▶ _Instruções de trabalho_:
Responda com base no excerto sobre a deliberação impugnada:
1. Nos termos de que artigo se deliberou a suspensão imediata do exercício de funções?
2. Em que acórdão se fundou a Deliberação impugnada?
3. Que classificação devia ser atribuída segundo esse acórdão?

▶ _Excerto de origem_:
################

Mais se delibera, nos termos do artº 110º nº 2 do Estatuto do Ministério Público, a suspensão imediata do exercício de funções e a instauração de inquérito por inaptidão.»
Resulta do exposto que a Deliberação impugnada se fundou no acórdão da 2ª Secção que confirma e que, por sua vez, teve em conta o Relatório de Inspecção, cujos fundamentos adoptou, nos termos do art. 30º, nº 7 do EMP.
Considerou este Acórdão que «tendo em conta a forma como se pautou a sua conduta nos vários tribunais e em períodos distintos, sendo de sopesar as muito graves falhas apontadas ao seu desempenho em inquérito, qualitativamente muito negativo, bem como as condutas deontológicamente censuráveis por si adoptadas enquanto desempenhou funções no ………., que se espera não mais sejam repetidas no futuro profissional da magistrada», devia ser atribuída a classificação de MEDÍOCRE.

################

▶ _Linhas extraídas_:
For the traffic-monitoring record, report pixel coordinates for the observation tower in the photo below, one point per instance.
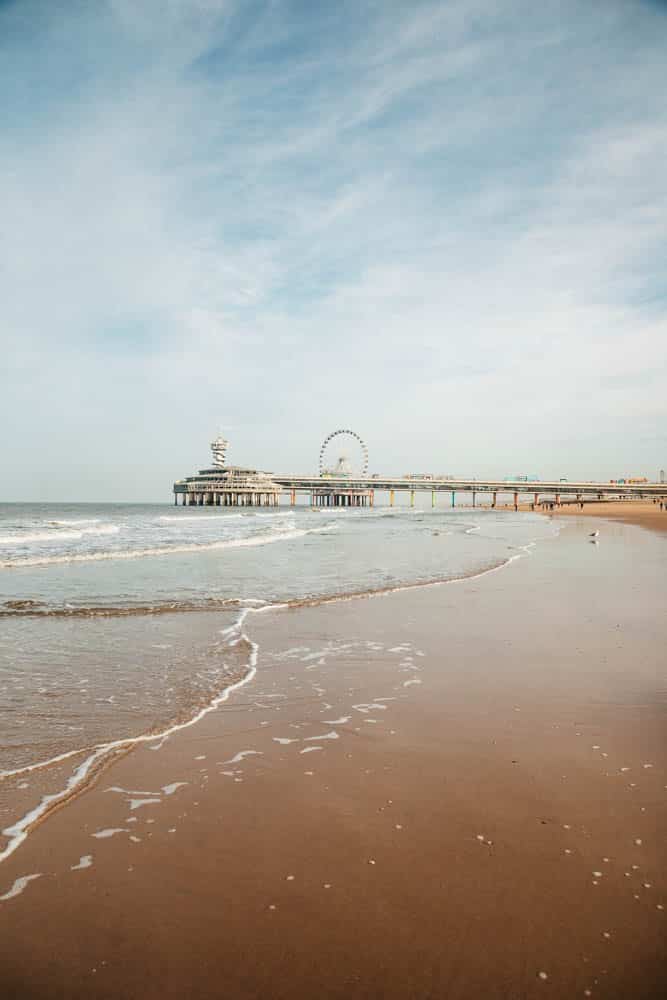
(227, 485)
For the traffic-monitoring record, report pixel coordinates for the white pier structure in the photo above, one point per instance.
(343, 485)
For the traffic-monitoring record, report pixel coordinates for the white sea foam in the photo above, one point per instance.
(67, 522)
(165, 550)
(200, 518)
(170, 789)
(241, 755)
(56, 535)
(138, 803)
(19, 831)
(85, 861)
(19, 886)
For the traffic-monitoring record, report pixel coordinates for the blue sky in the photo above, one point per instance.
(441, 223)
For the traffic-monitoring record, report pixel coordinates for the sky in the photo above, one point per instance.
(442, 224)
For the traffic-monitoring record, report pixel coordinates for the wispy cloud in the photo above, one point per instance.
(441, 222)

################

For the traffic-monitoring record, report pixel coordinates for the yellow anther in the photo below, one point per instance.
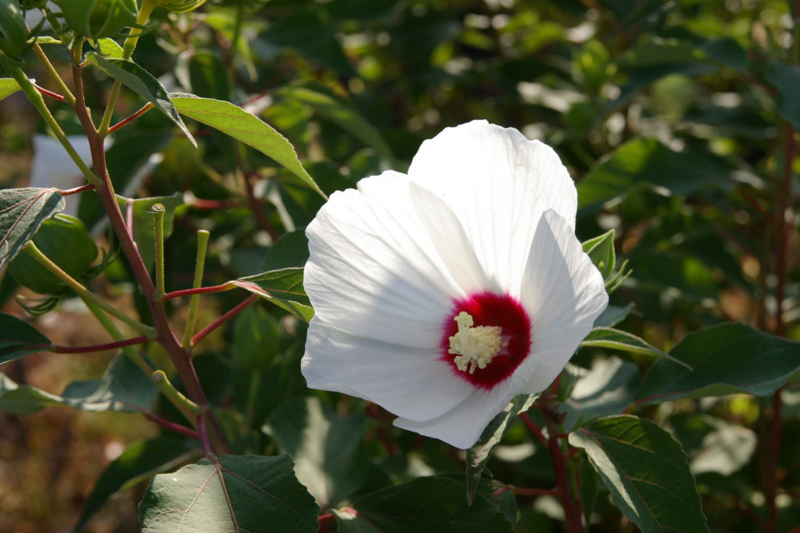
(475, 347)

################

▶ _Resposta do exercício_:
1. Nos termos do artº 110º nº 2 do Estatuto do Ministério Público.
2. No acórdão da 2ª Secção.
3. A classificação de MEDÍOCRE.